### TASK STATEMENT
Continue the post about the Ubuntu RSS photo screensaver hack, starting after its final sentence.

### PROVIDED PASSAGE
########################################

I’ve been reading about the estarling, a digital photo frame that will sit on a wireless network and grab photos from an RSS feed, on say, Flickr, or Picasaweb. What a fantastic idea this is — and really it’s the product I’ve been waiting to come to market for a long time if its features work as promised. Imagine: stick it in the home of your grandparents, parents, etc. - and _you_ can send the photos to their frame - keeping them up to date with all the latest photos from the lives of their family and friends.

To go along with this, I wanted a simple screen saver for my new install of Ubuntu Feisty-Fawn that did the same thing — grabbed latest images from an RSS feed on the web and then serve them when the screen was locked, or the system idle for more than a few minutes. It seemed like every Mac in my office has been taunting me with a feature like this, but maybe all those photo slideshows I’ve been seeing are from local images.

So, this is nothing short of a hack, but if you want this functionality on your desktop, maybe you’ll think it’s worth it like I did. The end result is Gnome Pictures Screen Saver with a modified version of bashpodder that grabs the latest photos from any feed(s) I specify to become the content for my screensaver.

########################################

### DATA ENTRIES
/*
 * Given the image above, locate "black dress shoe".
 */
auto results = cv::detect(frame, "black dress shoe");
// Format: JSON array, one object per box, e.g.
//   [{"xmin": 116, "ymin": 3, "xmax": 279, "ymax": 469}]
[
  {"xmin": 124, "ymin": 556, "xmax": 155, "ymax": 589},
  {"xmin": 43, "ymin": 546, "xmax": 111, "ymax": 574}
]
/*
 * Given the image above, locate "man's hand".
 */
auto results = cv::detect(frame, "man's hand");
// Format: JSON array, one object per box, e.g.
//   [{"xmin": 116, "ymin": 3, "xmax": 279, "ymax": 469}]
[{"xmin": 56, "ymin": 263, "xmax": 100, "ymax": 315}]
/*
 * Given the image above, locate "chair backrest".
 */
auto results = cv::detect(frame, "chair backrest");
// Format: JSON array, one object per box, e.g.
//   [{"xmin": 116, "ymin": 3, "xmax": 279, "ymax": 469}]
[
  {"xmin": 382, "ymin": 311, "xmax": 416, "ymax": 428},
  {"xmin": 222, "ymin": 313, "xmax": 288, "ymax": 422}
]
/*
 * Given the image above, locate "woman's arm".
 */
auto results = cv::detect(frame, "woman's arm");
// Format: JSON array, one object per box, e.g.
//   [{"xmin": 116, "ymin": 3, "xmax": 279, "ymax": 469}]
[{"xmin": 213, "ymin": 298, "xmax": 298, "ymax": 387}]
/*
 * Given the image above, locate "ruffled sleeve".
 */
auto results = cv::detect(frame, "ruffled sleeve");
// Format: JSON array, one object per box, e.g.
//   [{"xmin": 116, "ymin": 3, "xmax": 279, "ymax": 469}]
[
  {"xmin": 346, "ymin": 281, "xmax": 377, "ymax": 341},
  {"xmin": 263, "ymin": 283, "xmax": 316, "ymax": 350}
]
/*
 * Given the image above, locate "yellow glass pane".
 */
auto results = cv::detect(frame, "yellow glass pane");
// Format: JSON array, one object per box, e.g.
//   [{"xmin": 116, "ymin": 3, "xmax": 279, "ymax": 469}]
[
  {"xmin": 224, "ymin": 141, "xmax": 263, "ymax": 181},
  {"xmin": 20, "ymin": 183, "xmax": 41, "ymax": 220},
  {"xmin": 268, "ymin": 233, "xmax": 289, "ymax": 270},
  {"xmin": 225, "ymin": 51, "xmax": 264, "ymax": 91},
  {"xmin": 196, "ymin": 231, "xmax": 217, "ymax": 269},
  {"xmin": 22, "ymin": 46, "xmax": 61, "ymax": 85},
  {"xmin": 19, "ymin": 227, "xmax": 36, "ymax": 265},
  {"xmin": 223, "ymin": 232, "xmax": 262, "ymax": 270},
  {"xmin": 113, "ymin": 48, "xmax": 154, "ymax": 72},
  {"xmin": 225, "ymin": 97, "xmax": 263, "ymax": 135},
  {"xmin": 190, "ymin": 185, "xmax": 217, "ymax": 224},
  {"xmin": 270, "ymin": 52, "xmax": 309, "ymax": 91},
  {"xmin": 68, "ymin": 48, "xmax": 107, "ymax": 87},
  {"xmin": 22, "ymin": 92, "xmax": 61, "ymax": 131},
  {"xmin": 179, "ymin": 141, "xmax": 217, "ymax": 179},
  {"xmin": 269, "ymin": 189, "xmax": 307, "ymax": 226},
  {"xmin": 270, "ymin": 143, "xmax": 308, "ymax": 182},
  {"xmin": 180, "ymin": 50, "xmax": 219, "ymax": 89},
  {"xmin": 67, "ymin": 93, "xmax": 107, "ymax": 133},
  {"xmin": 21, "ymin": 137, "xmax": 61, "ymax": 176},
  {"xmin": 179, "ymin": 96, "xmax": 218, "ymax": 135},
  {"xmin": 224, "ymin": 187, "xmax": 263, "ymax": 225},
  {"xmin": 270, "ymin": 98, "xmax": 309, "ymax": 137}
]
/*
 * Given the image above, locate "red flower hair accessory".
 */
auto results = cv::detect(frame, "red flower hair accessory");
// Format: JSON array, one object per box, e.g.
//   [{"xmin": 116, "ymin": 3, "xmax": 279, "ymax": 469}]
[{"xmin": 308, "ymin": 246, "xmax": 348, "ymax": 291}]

########################################

### TASK RESULT
The script takes a config file which consists of the URL to the feed you want to subscribe to and the xsl file which pulls out the URLs to the photos themselves from the feed. Currently RSS feeds/xsl transformations from Gallery, Picasaweb, and Flickr have been tested. When it runs, it checks the feed against files previously downloaded and only downloads the new stuff. It could be run from cron or perhaps when you log in. I suggest running it by hand the first time to make sure it is doing what you expect.

Package available in this thread:

Prerequisite pkg: libwww-perl (I used GET instead of wget - long story)

To install:

$tar -xzvf rss_photos.tar.gz

Edit rss_photos.sh and change the values of CONF_FILE and LOG_FILE to a permanent location. Create the CONF_FILE you just specified.

# Lines in CONF_FILE should be of the pipe-delimited format:
# |
# e.g.
# http://api.flickr.com/services/feeds/photos_public .gne?id=YOURIDHERE&lang=en-us&format=atom|parse_flickr_enclosure.xsl

Obviously, you will need to enable the “Pictures Folder” screen saver in Gnome for this to work - the script simply grabs photos for the screen saver.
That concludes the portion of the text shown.